- Exercise objective: Repeat, exactly and only, the lines from the one containing "phrase -- goat's neck" to the last line, inclusive; do not repeat the pictures.

- Raw data:

┄┄┄┄┄┄┄┄┄┄┄┄┄┄┄┄┄┄┄┄

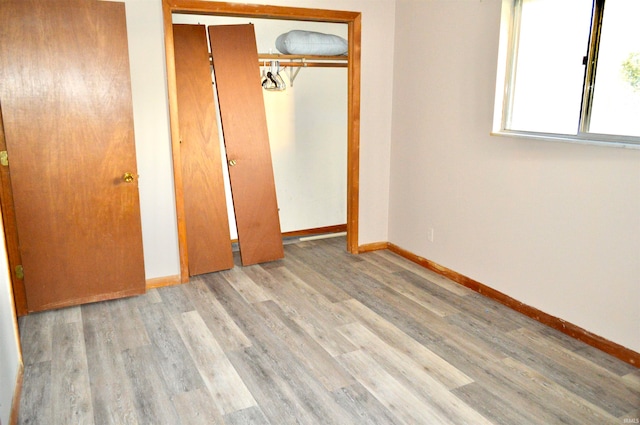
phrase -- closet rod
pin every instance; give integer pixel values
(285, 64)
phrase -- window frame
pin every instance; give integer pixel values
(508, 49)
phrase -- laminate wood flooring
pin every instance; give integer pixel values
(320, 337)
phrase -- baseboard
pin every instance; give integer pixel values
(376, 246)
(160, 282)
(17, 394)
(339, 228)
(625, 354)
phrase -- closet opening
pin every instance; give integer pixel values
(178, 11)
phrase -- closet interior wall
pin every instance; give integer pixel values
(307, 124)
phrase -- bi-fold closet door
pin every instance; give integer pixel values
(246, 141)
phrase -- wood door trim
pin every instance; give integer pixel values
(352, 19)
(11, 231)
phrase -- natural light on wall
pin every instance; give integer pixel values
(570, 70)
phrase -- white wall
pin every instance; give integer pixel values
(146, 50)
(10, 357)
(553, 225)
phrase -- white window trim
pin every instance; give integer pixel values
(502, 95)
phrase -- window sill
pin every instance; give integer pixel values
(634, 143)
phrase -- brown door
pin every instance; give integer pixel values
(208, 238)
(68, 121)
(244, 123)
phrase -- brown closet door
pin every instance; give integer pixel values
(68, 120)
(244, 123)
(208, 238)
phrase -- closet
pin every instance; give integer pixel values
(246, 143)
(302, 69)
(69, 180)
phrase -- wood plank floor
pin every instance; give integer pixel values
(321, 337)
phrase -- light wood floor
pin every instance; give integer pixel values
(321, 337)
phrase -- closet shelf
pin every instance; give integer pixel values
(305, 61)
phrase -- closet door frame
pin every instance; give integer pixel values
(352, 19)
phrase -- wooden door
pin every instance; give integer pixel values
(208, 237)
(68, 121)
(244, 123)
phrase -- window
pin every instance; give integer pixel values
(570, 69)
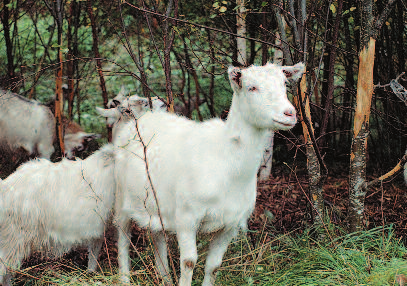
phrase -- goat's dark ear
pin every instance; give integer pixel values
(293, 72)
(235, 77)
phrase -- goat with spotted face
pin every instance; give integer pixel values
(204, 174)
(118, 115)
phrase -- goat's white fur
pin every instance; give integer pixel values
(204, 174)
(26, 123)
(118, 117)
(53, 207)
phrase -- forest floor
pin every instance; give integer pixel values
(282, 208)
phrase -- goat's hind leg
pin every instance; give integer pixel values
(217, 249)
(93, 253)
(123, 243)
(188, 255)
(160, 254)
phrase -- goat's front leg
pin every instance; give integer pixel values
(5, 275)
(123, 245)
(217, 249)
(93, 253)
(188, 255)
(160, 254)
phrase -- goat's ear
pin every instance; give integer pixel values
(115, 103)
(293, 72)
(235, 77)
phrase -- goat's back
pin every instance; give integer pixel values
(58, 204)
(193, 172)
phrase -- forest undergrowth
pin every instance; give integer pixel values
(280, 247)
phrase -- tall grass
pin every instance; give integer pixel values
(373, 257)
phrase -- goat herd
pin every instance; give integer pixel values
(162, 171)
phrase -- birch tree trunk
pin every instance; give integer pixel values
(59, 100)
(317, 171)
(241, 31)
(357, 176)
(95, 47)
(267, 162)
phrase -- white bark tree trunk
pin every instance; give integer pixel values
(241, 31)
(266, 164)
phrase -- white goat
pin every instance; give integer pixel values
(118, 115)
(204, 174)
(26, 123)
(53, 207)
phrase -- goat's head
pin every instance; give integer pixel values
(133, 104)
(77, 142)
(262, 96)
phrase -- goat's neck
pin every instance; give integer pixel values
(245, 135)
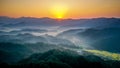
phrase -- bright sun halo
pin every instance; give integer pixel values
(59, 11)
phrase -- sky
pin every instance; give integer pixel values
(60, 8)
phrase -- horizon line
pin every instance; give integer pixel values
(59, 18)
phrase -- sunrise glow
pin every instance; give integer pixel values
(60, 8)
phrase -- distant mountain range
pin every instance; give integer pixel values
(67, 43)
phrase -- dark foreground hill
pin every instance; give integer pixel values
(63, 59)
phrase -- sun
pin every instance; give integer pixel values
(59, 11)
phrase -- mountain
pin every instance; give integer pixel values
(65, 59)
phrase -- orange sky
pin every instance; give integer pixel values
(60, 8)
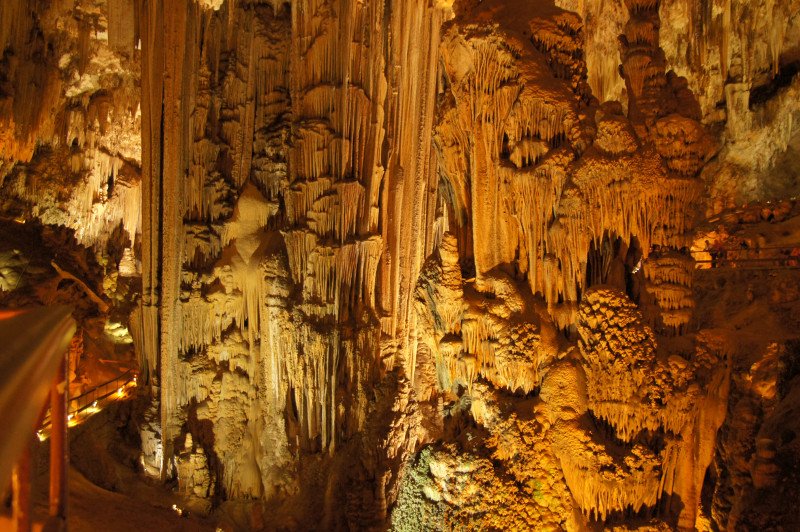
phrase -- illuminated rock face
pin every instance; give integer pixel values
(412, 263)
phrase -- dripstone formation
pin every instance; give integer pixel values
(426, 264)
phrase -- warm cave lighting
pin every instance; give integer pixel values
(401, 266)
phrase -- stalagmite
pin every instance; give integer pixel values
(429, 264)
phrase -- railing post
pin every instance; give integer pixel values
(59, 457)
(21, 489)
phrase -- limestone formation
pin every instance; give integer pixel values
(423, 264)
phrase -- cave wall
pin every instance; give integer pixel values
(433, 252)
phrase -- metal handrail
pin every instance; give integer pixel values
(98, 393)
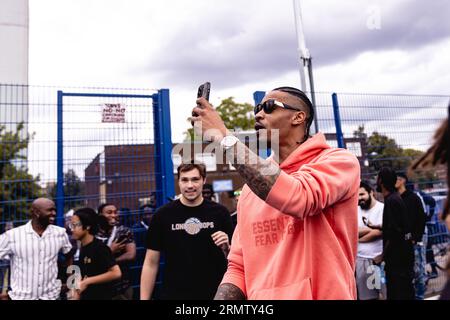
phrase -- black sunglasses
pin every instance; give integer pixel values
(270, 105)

┄┄┄┄┄┄┄┄┄┄┄┄┄┄┄┄┄┄┄┄

- Task solution:
phrase -- goat's neck
pin every instance; give integer pixel values
(245, 135)
phrase -- bright sun halo
pin every instance; give integer pixel values
(59, 11)
phrase -- sky
pin every instance; give integer pixel values
(60, 8)
phrase -- horizon line
pin every instance; give integer pixel values
(59, 18)
phrase -- sunrise glow
pin every instance; give integer pixel values
(60, 8)
phrase -- distant mountain range
pin every instance; give integer pixel values
(67, 43)
phrase -- dark foreground hill
pin every instance; give integer pixel values
(63, 59)
phrase -- sun
pin every instance; give integer pixel values
(59, 11)
phrase -- mountain
pin every instance; give integer pixel values
(65, 59)
phrase -- orange sky
pin every instance; give integer pixel values
(60, 8)
phrase -- illuminated rock face
pin every instance; give integer pixel values
(412, 263)
phrase -- dripstone formation
pin every instance; give integer pixel values
(426, 264)
phrase -- warm cave lighting
pin every instance; give integer pixel values
(401, 266)
phrase -- stalagmite
pin every instance; give integer pixel values
(429, 264)
phrase -- railing post
pin every instance; give integer pixel values
(59, 457)
(21, 489)
phrase -- limestone formation
pin every instance; give integer pixel values
(423, 264)
phrase -- cave wall
pin every instance; give integer pixel values
(433, 252)
phrase -- metal handrail
pin every instance; give integer pixel values
(98, 393)
phrase -- black sunglasses
pin every instance; give integer pixel values
(270, 105)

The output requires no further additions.